◆ Source information

== == ==

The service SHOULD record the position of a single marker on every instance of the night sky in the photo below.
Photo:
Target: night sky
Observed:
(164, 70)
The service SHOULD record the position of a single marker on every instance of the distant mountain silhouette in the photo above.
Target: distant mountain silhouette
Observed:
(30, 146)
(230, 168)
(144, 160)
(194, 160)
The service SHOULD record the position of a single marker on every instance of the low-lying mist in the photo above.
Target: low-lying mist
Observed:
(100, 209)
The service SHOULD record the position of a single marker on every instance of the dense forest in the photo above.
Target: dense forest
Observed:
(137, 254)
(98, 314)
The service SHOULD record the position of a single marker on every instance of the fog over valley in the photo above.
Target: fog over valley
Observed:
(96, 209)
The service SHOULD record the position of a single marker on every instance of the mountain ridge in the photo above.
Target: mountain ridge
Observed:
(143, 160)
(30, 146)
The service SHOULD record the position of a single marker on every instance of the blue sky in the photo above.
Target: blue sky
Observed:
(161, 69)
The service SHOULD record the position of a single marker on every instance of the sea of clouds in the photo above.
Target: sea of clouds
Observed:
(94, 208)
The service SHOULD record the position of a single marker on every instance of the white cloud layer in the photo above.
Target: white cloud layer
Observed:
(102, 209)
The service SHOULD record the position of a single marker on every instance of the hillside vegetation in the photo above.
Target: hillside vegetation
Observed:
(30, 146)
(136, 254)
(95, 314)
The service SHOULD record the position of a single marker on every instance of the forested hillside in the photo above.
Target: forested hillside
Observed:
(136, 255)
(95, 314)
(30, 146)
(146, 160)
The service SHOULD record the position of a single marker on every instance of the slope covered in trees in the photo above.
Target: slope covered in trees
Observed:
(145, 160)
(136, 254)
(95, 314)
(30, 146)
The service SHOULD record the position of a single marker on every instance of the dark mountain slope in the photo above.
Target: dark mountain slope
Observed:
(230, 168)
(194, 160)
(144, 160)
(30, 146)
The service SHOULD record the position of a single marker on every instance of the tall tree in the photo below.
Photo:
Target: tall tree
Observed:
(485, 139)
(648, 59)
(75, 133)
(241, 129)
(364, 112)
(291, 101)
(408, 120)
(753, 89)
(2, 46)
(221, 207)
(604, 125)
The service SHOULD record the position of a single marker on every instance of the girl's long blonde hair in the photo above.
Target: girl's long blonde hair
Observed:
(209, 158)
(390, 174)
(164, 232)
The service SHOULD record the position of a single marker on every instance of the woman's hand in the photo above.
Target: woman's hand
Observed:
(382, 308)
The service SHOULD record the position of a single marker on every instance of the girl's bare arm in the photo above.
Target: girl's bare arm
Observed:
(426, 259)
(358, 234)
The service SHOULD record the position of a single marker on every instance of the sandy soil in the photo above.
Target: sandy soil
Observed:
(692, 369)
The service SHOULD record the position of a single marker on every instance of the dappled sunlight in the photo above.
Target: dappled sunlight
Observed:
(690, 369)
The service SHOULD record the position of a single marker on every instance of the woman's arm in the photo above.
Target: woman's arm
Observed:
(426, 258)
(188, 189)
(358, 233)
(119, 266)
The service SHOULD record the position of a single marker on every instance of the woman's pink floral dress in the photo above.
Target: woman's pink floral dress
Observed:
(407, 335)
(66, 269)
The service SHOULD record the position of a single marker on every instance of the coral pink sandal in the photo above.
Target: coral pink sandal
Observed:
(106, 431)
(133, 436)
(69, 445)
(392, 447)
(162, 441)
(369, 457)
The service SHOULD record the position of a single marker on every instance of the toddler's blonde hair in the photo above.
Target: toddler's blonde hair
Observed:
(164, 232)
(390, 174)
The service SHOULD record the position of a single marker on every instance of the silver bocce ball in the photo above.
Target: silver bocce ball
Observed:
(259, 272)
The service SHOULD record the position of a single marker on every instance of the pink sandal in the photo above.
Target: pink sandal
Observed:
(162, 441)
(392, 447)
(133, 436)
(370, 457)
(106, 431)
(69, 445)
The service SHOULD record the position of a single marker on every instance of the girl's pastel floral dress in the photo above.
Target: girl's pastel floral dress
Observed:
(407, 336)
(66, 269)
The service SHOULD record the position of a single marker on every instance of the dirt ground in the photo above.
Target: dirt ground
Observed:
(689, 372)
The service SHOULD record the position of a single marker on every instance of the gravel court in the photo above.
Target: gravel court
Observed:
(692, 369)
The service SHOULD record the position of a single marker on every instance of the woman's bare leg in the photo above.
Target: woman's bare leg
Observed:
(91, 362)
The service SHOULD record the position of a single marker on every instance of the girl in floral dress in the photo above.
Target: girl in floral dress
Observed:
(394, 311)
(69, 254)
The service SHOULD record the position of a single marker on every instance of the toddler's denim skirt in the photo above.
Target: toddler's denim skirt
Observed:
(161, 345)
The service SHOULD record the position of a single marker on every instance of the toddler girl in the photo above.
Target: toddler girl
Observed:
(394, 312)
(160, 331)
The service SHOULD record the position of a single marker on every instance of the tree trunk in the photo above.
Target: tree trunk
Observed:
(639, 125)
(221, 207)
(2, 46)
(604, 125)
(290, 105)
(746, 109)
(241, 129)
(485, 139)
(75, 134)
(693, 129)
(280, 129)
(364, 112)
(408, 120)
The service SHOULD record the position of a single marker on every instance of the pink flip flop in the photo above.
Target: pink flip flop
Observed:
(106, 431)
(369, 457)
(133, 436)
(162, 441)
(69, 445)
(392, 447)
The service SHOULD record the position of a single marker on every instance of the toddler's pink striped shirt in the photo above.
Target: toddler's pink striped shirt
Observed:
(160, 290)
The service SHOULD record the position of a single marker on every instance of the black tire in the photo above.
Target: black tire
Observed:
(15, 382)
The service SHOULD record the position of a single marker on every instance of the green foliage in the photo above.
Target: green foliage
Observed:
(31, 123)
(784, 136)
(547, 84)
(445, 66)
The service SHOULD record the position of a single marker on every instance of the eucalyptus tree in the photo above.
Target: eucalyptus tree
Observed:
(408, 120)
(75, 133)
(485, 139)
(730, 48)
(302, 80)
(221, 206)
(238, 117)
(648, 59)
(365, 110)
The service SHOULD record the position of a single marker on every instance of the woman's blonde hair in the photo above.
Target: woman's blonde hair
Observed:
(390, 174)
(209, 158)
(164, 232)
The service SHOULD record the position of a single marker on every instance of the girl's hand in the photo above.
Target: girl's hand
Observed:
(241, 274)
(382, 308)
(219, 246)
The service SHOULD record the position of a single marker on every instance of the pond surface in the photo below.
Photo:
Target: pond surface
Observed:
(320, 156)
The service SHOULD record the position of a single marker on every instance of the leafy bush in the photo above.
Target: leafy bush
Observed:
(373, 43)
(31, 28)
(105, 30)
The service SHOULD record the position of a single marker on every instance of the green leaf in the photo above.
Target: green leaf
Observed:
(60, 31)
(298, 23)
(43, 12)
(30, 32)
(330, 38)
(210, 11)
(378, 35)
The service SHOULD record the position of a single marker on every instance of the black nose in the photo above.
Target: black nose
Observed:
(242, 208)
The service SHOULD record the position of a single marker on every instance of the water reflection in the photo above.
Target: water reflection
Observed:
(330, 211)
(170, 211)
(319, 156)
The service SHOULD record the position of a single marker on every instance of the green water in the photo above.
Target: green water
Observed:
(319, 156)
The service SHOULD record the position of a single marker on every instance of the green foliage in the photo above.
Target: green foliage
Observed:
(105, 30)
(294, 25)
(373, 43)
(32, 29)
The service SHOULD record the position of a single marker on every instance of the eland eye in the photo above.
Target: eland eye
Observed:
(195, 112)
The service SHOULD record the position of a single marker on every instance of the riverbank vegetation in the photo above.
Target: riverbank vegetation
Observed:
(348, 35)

== == ==

◆ Work required
Your task is to list each line of the records with the word "lying".

◆ Expected output
The service SHOULD record the position of a single marker on every instance of the low-lying mist in the photo above.
Target: low-lying mist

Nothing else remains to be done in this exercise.